Trascrivi alla lettera le righe dell'elenco a partire da quella che contiene "the rocky cliff" e fermati dopo la riga che contiene "173, 0, 450, 29", entrambe incluse.

(Dati di origine)
——————————
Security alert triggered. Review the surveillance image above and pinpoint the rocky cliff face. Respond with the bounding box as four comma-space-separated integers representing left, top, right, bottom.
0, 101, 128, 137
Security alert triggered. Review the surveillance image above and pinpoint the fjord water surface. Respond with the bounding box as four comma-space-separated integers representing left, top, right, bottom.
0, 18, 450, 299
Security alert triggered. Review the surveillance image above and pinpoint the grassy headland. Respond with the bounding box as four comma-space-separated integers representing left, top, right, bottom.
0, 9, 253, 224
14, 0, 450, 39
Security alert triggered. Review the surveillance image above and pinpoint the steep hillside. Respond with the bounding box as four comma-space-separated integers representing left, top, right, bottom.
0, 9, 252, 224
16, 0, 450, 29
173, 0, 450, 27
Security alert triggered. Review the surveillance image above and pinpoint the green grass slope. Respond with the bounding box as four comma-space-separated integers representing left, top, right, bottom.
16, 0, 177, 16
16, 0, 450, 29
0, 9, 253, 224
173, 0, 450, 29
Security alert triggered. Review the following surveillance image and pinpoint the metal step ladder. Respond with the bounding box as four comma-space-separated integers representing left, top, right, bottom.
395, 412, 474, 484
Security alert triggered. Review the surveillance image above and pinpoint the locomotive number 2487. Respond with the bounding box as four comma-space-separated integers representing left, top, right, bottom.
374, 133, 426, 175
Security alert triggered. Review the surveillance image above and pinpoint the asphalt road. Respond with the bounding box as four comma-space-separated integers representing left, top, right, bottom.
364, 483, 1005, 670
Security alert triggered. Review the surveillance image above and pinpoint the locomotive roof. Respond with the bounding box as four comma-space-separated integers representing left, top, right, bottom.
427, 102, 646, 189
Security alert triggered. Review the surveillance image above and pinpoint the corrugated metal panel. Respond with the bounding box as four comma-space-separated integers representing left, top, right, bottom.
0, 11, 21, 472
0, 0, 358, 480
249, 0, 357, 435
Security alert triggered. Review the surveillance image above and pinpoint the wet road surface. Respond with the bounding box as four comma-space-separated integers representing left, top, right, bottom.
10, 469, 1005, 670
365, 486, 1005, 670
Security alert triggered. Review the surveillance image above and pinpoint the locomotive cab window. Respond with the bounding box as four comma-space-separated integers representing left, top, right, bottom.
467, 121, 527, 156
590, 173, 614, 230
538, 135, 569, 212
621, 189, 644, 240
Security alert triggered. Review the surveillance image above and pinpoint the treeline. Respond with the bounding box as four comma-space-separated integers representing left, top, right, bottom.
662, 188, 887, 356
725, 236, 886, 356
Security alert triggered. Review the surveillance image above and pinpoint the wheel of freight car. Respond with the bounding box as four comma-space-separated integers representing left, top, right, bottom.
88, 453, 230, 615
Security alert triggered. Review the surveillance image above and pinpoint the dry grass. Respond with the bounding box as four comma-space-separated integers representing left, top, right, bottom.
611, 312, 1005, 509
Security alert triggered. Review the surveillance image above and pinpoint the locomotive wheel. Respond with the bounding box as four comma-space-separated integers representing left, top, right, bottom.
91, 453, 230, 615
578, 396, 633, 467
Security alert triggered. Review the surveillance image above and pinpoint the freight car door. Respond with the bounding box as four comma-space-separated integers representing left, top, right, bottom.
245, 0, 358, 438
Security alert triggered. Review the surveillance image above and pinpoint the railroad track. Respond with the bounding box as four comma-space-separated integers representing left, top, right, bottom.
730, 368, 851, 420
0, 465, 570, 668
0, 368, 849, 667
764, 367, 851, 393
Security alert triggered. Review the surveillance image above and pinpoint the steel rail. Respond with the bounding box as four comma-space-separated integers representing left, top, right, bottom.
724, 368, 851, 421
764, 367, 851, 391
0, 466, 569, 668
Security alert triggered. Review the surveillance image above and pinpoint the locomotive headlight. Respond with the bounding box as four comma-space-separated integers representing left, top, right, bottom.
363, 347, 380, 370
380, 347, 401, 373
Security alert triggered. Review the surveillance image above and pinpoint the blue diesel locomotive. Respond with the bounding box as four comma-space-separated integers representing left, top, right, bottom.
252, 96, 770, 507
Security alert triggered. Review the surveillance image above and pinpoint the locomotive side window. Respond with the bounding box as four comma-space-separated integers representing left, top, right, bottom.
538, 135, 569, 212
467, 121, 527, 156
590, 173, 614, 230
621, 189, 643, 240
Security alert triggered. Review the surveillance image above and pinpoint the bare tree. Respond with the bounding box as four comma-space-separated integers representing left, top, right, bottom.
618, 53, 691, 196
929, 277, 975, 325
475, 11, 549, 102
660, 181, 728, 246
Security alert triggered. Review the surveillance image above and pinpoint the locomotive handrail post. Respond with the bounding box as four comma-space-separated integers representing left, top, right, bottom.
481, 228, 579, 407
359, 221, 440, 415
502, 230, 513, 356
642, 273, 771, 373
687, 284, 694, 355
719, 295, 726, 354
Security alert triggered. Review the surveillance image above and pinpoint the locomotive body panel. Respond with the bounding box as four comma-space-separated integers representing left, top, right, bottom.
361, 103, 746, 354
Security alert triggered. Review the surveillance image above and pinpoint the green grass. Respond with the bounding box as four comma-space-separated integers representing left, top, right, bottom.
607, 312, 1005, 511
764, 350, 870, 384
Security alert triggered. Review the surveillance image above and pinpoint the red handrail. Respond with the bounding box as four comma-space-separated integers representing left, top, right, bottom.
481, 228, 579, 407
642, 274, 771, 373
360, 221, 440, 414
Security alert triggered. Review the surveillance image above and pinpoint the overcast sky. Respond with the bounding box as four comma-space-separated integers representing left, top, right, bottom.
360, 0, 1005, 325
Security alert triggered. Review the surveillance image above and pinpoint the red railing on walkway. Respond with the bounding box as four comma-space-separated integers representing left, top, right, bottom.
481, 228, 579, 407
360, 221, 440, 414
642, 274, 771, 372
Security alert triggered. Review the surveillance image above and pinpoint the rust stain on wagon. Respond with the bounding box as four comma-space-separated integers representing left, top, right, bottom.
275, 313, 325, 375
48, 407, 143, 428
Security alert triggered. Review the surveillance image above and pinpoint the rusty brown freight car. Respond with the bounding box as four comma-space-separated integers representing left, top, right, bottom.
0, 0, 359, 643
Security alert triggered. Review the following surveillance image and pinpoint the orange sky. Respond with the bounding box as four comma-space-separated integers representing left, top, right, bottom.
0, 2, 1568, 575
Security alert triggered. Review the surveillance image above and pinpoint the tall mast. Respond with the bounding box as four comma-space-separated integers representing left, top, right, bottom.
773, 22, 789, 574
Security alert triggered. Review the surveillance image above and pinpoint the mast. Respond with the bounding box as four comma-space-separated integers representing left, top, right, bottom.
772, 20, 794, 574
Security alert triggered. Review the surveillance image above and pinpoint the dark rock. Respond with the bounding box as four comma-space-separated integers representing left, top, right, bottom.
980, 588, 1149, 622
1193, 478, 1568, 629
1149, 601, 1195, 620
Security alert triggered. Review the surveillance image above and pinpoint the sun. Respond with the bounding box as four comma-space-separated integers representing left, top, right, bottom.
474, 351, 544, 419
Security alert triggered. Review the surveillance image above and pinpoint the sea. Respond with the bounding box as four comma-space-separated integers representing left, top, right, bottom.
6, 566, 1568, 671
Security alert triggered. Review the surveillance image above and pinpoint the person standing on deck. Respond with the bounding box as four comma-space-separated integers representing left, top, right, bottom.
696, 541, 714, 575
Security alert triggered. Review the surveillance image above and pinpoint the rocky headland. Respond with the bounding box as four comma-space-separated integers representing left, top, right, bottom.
——————————
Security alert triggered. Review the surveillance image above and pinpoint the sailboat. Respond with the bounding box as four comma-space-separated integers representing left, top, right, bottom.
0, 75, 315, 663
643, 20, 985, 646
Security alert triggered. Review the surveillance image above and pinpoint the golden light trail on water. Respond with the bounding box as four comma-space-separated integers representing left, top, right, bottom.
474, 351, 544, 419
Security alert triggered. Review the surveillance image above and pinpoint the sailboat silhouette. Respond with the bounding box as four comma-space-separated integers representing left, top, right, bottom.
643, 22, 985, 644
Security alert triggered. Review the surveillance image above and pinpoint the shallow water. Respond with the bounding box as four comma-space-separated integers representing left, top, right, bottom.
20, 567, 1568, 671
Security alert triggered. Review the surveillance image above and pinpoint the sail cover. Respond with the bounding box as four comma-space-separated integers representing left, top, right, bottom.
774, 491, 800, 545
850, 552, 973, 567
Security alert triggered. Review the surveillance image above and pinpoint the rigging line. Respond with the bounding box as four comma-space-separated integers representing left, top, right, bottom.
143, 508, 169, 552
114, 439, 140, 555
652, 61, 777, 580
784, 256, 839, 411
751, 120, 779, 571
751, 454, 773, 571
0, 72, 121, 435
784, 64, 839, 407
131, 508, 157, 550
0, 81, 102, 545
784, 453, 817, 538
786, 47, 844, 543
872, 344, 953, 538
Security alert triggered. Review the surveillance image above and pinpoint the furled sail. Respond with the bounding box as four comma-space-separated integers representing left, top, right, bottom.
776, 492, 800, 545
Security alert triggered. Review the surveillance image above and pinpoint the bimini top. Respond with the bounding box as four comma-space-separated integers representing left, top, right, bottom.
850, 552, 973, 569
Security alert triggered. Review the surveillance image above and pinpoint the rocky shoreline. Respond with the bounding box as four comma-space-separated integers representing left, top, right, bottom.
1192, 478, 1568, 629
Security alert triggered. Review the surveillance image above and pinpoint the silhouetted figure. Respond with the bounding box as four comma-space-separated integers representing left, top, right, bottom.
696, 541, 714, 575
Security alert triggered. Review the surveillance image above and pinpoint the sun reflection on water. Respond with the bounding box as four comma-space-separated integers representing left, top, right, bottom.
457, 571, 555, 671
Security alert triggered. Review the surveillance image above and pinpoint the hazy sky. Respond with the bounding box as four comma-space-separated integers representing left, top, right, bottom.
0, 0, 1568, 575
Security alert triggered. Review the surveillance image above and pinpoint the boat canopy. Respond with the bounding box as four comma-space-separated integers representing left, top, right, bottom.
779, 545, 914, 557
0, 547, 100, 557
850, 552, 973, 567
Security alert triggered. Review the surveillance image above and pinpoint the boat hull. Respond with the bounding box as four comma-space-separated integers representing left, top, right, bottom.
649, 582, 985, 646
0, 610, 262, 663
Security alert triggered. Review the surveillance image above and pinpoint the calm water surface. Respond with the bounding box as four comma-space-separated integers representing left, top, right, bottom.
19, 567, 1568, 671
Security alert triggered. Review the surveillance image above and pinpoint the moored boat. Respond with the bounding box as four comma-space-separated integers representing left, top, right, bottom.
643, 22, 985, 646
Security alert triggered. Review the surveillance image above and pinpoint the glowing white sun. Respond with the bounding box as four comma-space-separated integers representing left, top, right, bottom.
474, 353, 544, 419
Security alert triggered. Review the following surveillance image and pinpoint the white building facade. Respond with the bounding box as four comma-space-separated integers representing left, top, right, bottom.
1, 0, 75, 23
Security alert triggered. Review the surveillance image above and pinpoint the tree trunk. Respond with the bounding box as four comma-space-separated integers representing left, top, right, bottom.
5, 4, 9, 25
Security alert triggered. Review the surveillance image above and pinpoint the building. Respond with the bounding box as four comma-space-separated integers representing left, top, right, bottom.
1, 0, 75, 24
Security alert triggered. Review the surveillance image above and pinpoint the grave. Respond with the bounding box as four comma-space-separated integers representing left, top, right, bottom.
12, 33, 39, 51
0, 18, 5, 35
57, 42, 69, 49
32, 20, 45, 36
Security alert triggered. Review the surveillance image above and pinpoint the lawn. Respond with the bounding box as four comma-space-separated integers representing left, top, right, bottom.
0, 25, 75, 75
——————————
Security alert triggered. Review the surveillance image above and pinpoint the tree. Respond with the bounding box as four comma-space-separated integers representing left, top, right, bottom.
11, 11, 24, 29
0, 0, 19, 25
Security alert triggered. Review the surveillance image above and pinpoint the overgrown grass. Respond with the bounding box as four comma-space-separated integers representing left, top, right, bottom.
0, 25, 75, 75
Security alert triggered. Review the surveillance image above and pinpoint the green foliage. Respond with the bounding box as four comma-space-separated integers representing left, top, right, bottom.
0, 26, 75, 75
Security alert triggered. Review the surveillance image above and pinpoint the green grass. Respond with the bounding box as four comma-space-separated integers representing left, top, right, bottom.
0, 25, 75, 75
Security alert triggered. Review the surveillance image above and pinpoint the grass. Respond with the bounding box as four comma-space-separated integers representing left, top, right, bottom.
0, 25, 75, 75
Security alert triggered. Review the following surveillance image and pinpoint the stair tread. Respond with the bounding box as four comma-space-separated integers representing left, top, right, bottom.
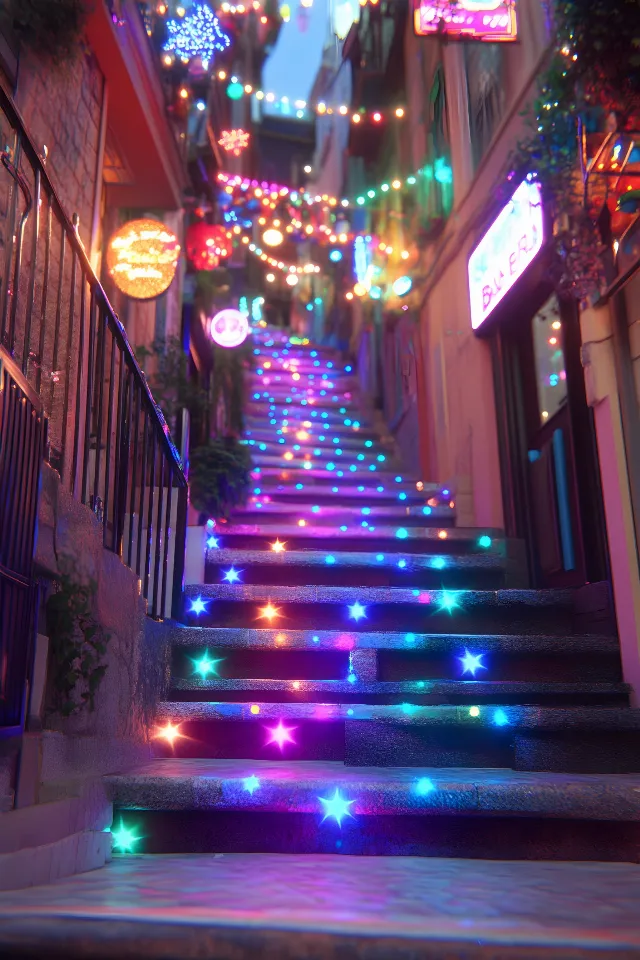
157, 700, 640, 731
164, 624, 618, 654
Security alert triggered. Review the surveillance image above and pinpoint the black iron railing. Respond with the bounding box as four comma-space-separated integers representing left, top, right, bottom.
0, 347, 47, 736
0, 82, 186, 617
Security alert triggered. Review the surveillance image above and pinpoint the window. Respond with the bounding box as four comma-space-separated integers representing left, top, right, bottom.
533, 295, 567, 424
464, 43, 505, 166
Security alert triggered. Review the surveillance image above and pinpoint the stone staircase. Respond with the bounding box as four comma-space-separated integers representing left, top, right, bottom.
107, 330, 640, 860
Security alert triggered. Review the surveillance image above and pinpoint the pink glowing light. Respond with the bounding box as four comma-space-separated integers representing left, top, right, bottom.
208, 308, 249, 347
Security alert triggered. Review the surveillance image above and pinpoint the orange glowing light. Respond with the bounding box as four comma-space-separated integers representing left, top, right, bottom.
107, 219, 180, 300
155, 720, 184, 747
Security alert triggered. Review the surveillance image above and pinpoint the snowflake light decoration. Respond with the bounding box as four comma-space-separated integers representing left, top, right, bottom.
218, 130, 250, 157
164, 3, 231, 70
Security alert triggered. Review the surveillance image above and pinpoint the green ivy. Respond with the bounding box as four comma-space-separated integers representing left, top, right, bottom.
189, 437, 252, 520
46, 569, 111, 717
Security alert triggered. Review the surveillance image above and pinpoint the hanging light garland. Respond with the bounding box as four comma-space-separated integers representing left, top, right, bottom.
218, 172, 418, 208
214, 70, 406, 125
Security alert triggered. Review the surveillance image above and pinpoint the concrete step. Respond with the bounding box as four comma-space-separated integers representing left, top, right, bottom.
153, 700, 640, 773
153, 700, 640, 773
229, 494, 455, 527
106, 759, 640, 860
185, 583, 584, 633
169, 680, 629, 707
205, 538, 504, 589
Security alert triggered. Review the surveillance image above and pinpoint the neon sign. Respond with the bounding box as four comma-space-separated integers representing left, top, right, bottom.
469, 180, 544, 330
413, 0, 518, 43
——————————
RISPOSTA
Security alert triggered. Review the surveillance image above and pinpoint the rocky cliff face. Respond with the bounding box as four comma-space-separated integers representing left, top, right, bottom.
0, 101, 128, 137
Security alert triggered. Review the surveillance image above and pinpoint the fjord water surface. Respond with the bounding box as four comma-space-separated integers representing left, top, right, bottom.
0, 18, 450, 299
Security alert triggered. Review the surveillance image above and pinpoint the grassy headland. Respond with the bounding box as four comma-space-separated integers representing left, top, right, bottom.
0, 9, 253, 224
14, 0, 450, 39
Security alert triggered. Review the surveillance image above and pinpoint the steep hillside. Respond with the bounding box as four comma-space-separated integers representing left, top, right, bottom.
0, 9, 252, 224
16, 0, 450, 29
173, 0, 450, 27
Security alert triggered. Review the surveillance image above and pinpoint the green grass slope. Respond with the bounding box as four comma-space-separated integers representing left, top, right, bottom.
16, 0, 177, 16
16, 0, 450, 29
0, 9, 253, 224
173, 0, 450, 29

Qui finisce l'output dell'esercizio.